*Extracto proporcionado*:
====================

Autor de su guión y dirección, imagino que Greg Mottola ha vertido más que tiempo e imaginación en “Adventureland” (2009). Ambientada en el verano de 1987, leo que por aquella misma década él mismo trabajó en un parque de atracciones homónimo. Y no me sorprende. Si Rob Reiner, para hablarnos de la infancia, se retrotrajo a la década de los cincuenta –época en que tuvo lugar la suya– en “Stand by me” (1986) y “Flipped” (2010), Mottola hace lo propio con esa difusa etapa que separa la adolescencia de la juventud. Lo que hace tan especial a este sentido homenaje en forma de comedia adolescente que rinde a su pasado es que se sirve de las armas propias de los ochenta –los títulos de crédito son quizá la pista más evidente–, y por eso deja que la obra de John Hughes, muerto precisamente en el año de estreno de este filme, inspire su creación.
James (Jesse Eisenberg) pierde la oportunidad de embarcarse en el “verano de su vida” cuando sus padres le niegan el apoyo económico que requería el tour europeo que tenía en mente. Pero las grandes aventuras surgen más frecuentemente cuando uno menos las espera o busca. Es difícil imaginar un ambiente más opuesto de aquel en que James hubiera deseado encontrarse que el trabajo que finalmente se ve obligado a desempeñar en un parque de atracciones poco más que cutre. Y, sin embargo, la frágil seguridad de Em (Kristen Stewart) bastará para hacer de Adventureland un inolvidable paraje en la vida de James Mottola.
El interés que despierta Em en James es irracional e instantáneo, pero no por ello pierde un ápice de realismo. James, como joven inseguro y poco experimentado que es –papel que, al igual que a Kristen Stewart el suyo, le va como anillo al dedo a un perfecto Jesse Eisenberg–, cumplirá paso a paso la guía del torpe Casanova, culminándola en una brillante e inconsciente conquista de la chica. Así, tras un primer contacto, acepta con evidente excitación la invitación de la chica a llevarle en coche. Incapaz de darle conversación alguna durante el trayecto, sólo al final del mismo parece sentirse cómodo hablando de sus planes de estudios. Tontea cual infante en la piscina y se agarra a lo poco que conoce de ella, la música, para demostrar su vena detallista y personal cuando le regala una cinta de sus temas favoritos. Su conquista culmina con una notoria escena en que ambos conversan acerca de sus parejas sentimentales y/o sexuales pasadas. A pesar de sus esfuerzos por cubrirse de una inexistente seguridad, James acaba fracasando y confesando su virginidad. Sin embargo, y con todo aparentemente perdido, una inocente anécdota que revela su verdadera identidad, la de un joven bondadoso, es la que termina por enamorar a Em.

====================

*Registros de datos*:
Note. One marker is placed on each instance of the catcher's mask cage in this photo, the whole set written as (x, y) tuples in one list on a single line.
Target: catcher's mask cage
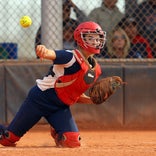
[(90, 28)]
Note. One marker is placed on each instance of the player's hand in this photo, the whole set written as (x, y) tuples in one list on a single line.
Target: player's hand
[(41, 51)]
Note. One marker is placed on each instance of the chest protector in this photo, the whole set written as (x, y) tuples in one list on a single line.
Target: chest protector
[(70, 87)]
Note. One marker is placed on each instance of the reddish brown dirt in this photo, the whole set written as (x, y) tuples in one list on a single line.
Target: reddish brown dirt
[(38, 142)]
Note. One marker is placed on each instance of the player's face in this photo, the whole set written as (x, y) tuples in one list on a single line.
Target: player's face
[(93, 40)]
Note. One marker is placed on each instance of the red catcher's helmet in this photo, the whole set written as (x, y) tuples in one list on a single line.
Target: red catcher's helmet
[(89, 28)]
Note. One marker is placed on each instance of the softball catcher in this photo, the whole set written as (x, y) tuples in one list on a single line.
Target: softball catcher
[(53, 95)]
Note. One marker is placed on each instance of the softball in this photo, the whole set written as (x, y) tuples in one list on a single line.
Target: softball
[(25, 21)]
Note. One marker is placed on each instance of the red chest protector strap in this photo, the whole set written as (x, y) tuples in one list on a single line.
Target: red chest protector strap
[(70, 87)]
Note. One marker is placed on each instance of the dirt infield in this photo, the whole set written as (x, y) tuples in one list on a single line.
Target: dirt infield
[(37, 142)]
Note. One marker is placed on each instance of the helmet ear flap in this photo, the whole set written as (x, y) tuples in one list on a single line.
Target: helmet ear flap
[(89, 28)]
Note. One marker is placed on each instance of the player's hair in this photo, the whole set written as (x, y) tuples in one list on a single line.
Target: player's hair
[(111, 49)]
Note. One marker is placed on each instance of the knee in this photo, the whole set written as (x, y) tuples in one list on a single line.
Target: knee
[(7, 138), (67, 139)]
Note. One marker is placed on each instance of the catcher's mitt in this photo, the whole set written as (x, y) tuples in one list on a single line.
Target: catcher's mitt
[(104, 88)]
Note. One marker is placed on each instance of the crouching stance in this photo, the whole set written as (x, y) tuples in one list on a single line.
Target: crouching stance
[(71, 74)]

====================

*Solicitudes*:
- 1) Repite sin ningún cambio la parte del extracto sobre Adventureland que comienza con las palabras que contienen "James (Jesse Eisenberg)" y concluye con "de James Mottola.".
- 2) Según el extracto sobre Adventureland, ¿en qué verano está ambientada la película?
No hace falta consultar los registros.

*Respuestas escritas*:
- 1)
James (Jesse Eisenberg) pierde la oportunidad de embarcarse en el “verano de su vida” cuando sus padres le niegan el apoyo económico que requería el tour europeo que tenía en mente. Pero las grandes aventuras surgen más frecuentemente cuando uno menos las espera o busca. Es difícil imaginar un ambiente más opuesto de aquel en que James hubiera deseado encontrarse que el trabajo que finalmente se ve obligado a desempeñar en un parque de atracciones poco más que cutre. Y, sin embargo, la frágil seguridad de Em (Kristen Stewart) bastará para hacer de Adventureland un inolvidable paraje en la vida de James Mottola.

- 2) En el verano de 1987.